Information shown —
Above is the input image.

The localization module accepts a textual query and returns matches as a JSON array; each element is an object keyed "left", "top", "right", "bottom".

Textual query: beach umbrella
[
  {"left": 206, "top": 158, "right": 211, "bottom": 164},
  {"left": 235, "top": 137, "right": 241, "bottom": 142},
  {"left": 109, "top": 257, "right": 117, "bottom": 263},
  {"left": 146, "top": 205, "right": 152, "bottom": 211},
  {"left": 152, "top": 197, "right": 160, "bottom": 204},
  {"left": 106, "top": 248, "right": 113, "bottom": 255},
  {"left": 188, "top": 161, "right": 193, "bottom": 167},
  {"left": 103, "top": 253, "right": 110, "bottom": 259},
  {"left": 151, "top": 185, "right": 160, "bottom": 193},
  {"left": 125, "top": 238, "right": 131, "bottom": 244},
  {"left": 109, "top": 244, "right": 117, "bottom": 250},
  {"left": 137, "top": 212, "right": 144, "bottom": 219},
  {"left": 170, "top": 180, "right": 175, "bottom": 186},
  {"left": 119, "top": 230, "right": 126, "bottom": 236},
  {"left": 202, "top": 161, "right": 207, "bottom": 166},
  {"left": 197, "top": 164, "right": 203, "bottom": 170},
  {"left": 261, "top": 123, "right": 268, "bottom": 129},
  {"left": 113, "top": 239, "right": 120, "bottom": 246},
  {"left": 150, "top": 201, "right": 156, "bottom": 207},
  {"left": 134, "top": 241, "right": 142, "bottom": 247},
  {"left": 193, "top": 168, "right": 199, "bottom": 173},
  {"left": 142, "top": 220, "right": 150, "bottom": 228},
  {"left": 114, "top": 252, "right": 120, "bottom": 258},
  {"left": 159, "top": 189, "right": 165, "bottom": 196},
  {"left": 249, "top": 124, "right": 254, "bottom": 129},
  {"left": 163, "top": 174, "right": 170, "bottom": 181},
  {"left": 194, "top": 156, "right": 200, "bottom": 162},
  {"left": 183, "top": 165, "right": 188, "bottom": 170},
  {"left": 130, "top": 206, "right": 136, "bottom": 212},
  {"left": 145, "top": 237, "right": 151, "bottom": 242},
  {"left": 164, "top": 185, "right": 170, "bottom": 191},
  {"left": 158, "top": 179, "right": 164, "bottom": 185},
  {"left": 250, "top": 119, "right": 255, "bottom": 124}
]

Directions —
Each record is to be given again in full, exactly as it reads.

Task result —
Above is the input image.

The localization module accepts a textual query and returns matches as a JSON array; each element is an object keyed "left", "top", "right", "bottom".

Textual query: beach umbrella
[
  {"left": 206, "top": 158, "right": 211, "bottom": 164},
  {"left": 235, "top": 137, "right": 241, "bottom": 142},
  {"left": 109, "top": 257, "right": 117, "bottom": 263},
  {"left": 146, "top": 205, "right": 152, "bottom": 211},
  {"left": 152, "top": 197, "right": 160, "bottom": 204},
  {"left": 106, "top": 248, "right": 113, "bottom": 255},
  {"left": 188, "top": 161, "right": 193, "bottom": 167},
  {"left": 103, "top": 253, "right": 110, "bottom": 259},
  {"left": 151, "top": 185, "right": 160, "bottom": 193},
  {"left": 125, "top": 238, "right": 131, "bottom": 244},
  {"left": 109, "top": 244, "right": 117, "bottom": 250},
  {"left": 137, "top": 212, "right": 144, "bottom": 219},
  {"left": 170, "top": 180, "right": 175, "bottom": 186},
  {"left": 119, "top": 230, "right": 126, "bottom": 236},
  {"left": 202, "top": 161, "right": 207, "bottom": 166},
  {"left": 197, "top": 164, "right": 203, "bottom": 170},
  {"left": 261, "top": 123, "right": 268, "bottom": 129},
  {"left": 113, "top": 239, "right": 120, "bottom": 246},
  {"left": 150, "top": 201, "right": 156, "bottom": 207},
  {"left": 134, "top": 241, "right": 142, "bottom": 247},
  {"left": 193, "top": 168, "right": 199, "bottom": 173},
  {"left": 142, "top": 220, "right": 150, "bottom": 228},
  {"left": 114, "top": 252, "right": 120, "bottom": 258},
  {"left": 159, "top": 189, "right": 165, "bottom": 196},
  {"left": 249, "top": 124, "right": 254, "bottom": 129},
  {"left": 163, "top": 174, "right": 170, "bottom": 181},
  {"left": 194, "top": 156, "right": 200, "bottom": 162},
  {"left": 183, "top": 165, "right": 188, "bottom": 170},
  {"left": 130, "top": 206, "right": 136, "bottom": 212},
  {"left": 145, "top": 237, "right": 151, "bottom": 242},
  {"left": 164, "top": 185, "right": 170, "bottom": 191},
  {"left": 158, "top": 179, "right": 164, "bottom": 185},
  {"left": 250, "top": 119, "right": 255, "bottom": 124}
]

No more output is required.